* PASSAGE PROVIDED
□ □ □ □ □
If 14 years of Conservative government have been challenging for the arts, they have also been fertile ground for creative subject matter. Cultural offerings exploring themes of austerity and cuts; social inequality; health; education and culture wars have become mainstays of the UK’s arts landscape and the Edinburgh Fringe programme alike over the past decade. But as of July 4, we are told, change is afoot: a Labour government committed to “raising the next generation of creatives” holds the levers of power for the first time since 2010.
But with the election result coming just three weeks ahead of this year’s Fringe, many of this year’s festival offerings will still reckon with the legacy of the past 14 years. How do creatives examining the inequalities and harm set in motion by previous governments feel about the political moment in which their shows arrive – and will the dawn of a new government change how audiences relate to their subject matter?
Both Ugly Bucket’s “blazing inferno” Stuffed, about food insecurity, and Tending, a “heartbreaking, hilarious and very human look at the experience of nurses,” use verbatim theatre to tell their stories, and both emerged from one of the defining failures of the previous government: the Covid-19 pandemic. Stuffed was born from company members’ experiences of volunteering in foodbanks over lockdown, while Tending has its roots in the experience of one nurse in particular – the show's assistant producer, who is also a long-time best friend of playwright El Blackwood.
“The initial idea came from our conversations during Covid – both of us recognised that rather than hearing directly about nurses’ experiences, what we were hearing was stereotypes and hero worship,” says Blackwood of her conversations with the paediatric ICU nurse.
“Often that can lead to the justification of extended bad treatment; the idea that they’re angels so they can’t stop and they can’t complain, because that’s not who they are.”
What followed were interviews with 70 nurses taking place over a year, and exploring all aspects of their work from the good to the bad, the personal to the structural and everything in between. Every word spoken in Tending was also spoken by a real-life nurse in one of these interviews, Blackwood points out, making the final production all the more impactful.
“I think this approach is far more representative and far more authentic than fictionalising nurses’ accounts, and you get a multiplicity of perspectives rather than creating something monolithic” she says. “The audience feels like they’re witnessing something and that lens is an incredibly powerful one.”
Tending / Photo by Lucy Hayes
It was the same pursuit of truth and authenticity which led Ugly Bucket to verbatim theatre, an approach which has underpinned previous productions as well as Stuffed. Co-artistic director Grace Gallagher and colleagues embarked on a similar research process to that of Blackwood, using testimony from conversations with people working in food banks across England to shape the script and physical clowning elements which make up the production.
“A lot of what we try to do is around educating people, and we could make a show about statistics and the sheer magnitude of numbers, but we prefer to think about this idea of emotional education and creating empathy,” says Gallagher. “As human beings we’re emotional creatures and it’s emotion that fuels us – if I can make an audience empathise with one person’s individual story or truth, that’s more likely to impact change.”
□ □ □ □ □
* GIVEN DATA
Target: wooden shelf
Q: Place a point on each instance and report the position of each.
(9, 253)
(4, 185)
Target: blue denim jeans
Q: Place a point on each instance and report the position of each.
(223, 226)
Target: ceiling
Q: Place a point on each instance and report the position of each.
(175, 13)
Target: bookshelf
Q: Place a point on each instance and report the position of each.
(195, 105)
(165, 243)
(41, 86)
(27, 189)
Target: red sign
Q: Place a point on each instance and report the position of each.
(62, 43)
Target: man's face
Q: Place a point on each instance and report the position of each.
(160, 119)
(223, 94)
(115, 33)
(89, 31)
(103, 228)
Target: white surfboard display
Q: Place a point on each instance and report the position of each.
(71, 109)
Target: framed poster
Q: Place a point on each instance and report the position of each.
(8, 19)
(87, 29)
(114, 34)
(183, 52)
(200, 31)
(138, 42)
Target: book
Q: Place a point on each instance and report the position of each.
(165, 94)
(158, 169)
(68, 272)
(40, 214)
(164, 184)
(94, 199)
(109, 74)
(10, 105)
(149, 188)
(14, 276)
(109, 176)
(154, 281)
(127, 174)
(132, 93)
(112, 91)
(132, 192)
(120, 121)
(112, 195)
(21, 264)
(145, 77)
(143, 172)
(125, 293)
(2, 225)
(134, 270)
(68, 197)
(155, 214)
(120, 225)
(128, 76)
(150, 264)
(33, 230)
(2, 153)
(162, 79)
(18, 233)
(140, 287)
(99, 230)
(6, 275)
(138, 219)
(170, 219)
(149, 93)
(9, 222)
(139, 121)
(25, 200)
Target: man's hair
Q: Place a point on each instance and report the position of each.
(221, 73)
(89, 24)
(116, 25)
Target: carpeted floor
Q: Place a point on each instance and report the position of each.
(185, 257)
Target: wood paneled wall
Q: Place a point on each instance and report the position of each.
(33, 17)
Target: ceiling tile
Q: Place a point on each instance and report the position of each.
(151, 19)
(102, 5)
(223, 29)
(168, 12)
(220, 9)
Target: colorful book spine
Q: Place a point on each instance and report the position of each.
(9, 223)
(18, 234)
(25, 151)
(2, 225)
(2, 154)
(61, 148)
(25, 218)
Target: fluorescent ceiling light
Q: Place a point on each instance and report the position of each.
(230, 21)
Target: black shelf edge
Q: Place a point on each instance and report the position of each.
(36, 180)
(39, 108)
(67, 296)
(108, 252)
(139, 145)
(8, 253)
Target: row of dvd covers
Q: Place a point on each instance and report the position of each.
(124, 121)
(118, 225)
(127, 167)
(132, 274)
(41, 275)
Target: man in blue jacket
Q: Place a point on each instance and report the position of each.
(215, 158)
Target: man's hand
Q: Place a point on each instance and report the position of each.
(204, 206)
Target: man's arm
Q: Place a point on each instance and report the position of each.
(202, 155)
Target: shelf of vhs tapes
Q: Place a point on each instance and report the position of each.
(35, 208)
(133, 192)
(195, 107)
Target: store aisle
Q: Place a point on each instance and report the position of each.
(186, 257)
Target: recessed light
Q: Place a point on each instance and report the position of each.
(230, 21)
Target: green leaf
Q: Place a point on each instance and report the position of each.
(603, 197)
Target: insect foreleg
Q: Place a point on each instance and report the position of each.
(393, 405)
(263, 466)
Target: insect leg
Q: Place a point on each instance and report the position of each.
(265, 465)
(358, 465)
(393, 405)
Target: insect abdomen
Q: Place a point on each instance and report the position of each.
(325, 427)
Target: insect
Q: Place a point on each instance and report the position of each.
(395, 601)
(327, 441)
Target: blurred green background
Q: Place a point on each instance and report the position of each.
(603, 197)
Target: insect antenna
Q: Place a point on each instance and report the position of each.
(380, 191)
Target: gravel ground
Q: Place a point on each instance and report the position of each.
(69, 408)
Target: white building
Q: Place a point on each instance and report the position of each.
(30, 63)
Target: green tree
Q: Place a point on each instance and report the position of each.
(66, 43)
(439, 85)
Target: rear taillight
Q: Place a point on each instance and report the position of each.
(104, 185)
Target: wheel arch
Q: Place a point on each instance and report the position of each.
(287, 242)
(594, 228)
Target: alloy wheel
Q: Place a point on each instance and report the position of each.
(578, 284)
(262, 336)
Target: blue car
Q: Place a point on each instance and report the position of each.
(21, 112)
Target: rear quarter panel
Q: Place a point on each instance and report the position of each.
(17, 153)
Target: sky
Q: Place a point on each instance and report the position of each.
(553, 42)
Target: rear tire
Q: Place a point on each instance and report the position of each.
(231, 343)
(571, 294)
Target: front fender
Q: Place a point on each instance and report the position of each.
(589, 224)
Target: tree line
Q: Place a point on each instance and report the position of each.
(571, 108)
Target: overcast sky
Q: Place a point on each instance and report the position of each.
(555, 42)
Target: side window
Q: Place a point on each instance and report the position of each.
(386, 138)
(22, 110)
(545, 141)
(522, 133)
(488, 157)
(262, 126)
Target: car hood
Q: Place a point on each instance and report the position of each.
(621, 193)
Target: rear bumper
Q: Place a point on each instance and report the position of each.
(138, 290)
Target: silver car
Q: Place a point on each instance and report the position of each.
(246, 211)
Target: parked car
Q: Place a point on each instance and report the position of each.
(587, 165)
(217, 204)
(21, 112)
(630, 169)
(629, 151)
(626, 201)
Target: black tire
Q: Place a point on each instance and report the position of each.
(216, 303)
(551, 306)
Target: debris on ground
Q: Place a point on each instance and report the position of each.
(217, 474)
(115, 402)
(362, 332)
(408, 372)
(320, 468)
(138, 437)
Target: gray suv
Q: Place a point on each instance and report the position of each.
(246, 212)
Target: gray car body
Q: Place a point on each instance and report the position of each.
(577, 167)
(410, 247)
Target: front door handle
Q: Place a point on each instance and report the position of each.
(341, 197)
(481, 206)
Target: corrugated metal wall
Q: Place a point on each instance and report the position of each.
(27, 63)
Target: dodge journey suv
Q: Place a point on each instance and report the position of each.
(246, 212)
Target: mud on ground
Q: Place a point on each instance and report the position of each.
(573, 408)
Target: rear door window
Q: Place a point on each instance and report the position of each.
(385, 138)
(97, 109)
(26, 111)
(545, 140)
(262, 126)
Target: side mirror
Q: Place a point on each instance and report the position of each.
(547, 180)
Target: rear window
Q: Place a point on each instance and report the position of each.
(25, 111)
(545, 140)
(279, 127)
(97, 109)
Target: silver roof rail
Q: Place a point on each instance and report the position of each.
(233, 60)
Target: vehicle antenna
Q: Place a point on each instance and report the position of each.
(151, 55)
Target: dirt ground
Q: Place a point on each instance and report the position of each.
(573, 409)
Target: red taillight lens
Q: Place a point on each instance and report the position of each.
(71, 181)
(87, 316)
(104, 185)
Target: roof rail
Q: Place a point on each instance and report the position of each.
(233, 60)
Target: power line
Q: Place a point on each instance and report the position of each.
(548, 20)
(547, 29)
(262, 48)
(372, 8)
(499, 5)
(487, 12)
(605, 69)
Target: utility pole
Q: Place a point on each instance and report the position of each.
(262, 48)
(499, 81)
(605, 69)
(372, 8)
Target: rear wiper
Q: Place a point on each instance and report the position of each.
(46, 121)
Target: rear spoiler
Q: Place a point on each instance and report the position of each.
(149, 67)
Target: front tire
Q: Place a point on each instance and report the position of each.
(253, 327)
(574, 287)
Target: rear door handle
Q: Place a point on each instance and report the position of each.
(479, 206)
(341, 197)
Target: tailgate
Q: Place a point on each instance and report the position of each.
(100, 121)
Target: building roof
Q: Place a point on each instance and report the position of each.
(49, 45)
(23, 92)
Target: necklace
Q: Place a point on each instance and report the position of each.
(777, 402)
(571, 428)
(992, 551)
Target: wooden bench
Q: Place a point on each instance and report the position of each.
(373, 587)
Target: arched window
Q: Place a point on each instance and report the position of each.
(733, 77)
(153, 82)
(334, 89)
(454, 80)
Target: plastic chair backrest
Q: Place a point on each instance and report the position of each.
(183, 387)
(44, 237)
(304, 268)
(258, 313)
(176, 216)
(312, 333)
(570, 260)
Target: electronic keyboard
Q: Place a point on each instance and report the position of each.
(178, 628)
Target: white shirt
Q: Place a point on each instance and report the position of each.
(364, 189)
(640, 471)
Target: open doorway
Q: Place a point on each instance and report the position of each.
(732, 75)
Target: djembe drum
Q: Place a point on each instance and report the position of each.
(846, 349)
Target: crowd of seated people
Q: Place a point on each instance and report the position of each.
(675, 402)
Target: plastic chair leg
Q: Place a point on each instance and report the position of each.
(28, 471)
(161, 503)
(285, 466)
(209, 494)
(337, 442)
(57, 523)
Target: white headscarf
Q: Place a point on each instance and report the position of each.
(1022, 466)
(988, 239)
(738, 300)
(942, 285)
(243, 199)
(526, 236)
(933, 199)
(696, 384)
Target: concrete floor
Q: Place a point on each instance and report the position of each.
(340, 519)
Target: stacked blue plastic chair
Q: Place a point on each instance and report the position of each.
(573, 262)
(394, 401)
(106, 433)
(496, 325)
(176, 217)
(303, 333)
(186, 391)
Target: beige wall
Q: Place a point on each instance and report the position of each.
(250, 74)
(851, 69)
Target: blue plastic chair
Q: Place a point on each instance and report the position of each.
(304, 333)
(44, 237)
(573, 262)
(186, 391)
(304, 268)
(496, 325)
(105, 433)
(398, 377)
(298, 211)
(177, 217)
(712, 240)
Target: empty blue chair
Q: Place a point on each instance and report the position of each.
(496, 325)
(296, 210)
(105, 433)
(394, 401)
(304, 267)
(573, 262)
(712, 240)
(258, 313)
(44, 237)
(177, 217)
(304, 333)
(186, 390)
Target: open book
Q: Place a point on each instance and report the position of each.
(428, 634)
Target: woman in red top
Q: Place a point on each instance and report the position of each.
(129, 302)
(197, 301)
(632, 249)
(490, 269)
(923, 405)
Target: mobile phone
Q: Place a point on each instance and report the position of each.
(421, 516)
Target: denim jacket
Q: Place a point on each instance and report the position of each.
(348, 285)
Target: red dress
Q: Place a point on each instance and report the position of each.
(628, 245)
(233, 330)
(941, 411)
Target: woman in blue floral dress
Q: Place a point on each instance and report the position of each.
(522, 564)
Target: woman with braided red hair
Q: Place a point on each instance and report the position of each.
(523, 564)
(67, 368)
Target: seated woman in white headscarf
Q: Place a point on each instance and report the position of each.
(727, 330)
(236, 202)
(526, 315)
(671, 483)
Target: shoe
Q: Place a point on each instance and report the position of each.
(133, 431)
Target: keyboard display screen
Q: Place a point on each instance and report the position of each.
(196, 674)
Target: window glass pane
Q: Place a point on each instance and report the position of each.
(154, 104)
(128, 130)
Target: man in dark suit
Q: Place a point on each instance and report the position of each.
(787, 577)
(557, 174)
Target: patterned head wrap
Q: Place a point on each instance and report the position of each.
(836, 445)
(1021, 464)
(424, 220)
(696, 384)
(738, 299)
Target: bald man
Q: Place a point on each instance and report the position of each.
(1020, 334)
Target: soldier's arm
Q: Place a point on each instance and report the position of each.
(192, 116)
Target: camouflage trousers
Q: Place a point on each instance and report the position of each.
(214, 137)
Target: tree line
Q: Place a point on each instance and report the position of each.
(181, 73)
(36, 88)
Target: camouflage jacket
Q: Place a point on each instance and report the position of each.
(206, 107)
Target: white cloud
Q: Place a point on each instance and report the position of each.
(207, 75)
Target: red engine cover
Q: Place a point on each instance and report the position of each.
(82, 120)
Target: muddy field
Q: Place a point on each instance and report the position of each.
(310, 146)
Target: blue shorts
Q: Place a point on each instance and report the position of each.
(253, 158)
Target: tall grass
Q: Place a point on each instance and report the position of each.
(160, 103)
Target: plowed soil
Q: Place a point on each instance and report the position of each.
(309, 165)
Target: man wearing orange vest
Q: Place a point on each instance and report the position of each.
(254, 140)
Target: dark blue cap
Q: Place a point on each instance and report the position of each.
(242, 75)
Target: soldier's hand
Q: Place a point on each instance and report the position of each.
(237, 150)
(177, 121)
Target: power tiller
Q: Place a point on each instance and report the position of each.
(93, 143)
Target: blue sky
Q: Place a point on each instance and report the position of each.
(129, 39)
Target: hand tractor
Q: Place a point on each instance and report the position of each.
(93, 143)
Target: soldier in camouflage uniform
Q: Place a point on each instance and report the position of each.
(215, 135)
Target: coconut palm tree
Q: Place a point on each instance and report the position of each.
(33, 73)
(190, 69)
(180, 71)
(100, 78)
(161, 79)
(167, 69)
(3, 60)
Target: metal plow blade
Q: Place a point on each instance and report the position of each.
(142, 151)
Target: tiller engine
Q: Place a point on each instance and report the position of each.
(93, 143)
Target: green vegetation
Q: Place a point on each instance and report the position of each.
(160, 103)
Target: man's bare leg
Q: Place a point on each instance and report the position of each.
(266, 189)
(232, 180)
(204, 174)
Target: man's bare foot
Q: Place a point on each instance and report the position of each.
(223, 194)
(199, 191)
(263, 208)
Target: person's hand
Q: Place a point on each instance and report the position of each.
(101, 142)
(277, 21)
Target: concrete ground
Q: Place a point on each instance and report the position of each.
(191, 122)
□ □ □ □ □
* YOUR TASKS
a - In the article on Edinburgh Fringe shows, how many nurses were interviewed for Tending?
b - Carry the article about Edinburgh Fringe shows and the past 14 years of government forward from its final paragraph.

* ANSWERS FOR EACH ITEM
a - Seventy nurses, interviewed over the course of a year.

b -
Both productions spent time in the run up to this year’s Fringe considering their relationship to the general election including, in Blackwood’s case, whether the performance should be delayed until next year. But, say both, the issues they explore are bigger than a single government.
“For us, particularly as a Liverpool-based theatre company, it felt like it could have been really easy to make a show which just says ‘fuck the Tories’ for an hour,” says Gallagher. “But while there’s a lot of accountability to be had in austerity and the government we’ve had for the past 14 years, we wanted to be constructive in moving us forward and bringing people together.
“There isn’t one answer to this problem and now we’ve got this huge shift in government, that doesn’t automatically equal the solution.”
Social impact is also key to both productions, with Stuffed collecting for Edinburgh foodbanks throughout their run and Tending partnering with the Cavell Trust and offering a pre-Fringe reading in Shotts, North Lanarkshire, where a high proportion of NHS staff live. Outside of the Fringe, both productions make use of panel discussions and Q&As to bring the issues to life and inspire action among audiences.
Time will tell what difference a Labour government might make to the arts sector and the country more widely, but a sense of change and cautious optimism among Fringe-goers this year is a constructive backdrop to both productions, say Gallagher and Blackwood.
“We decided to go for this year instead of next, in part because it’s such a fertile ground for discussion,” says Blackwood. “A time of political change is a fantastic time for the show to be on.”
And for Gallagher, “I hope what happens is that the hope in the show feels more hopeful, and that maybe we feel less of the helplessness.
“But I still think it will feel angry. We need to feel hopeful and positive that change is coming but we can’t sit too comfortably in that – we still need to have an audience leaving thinking there are still things that need to be fought for.”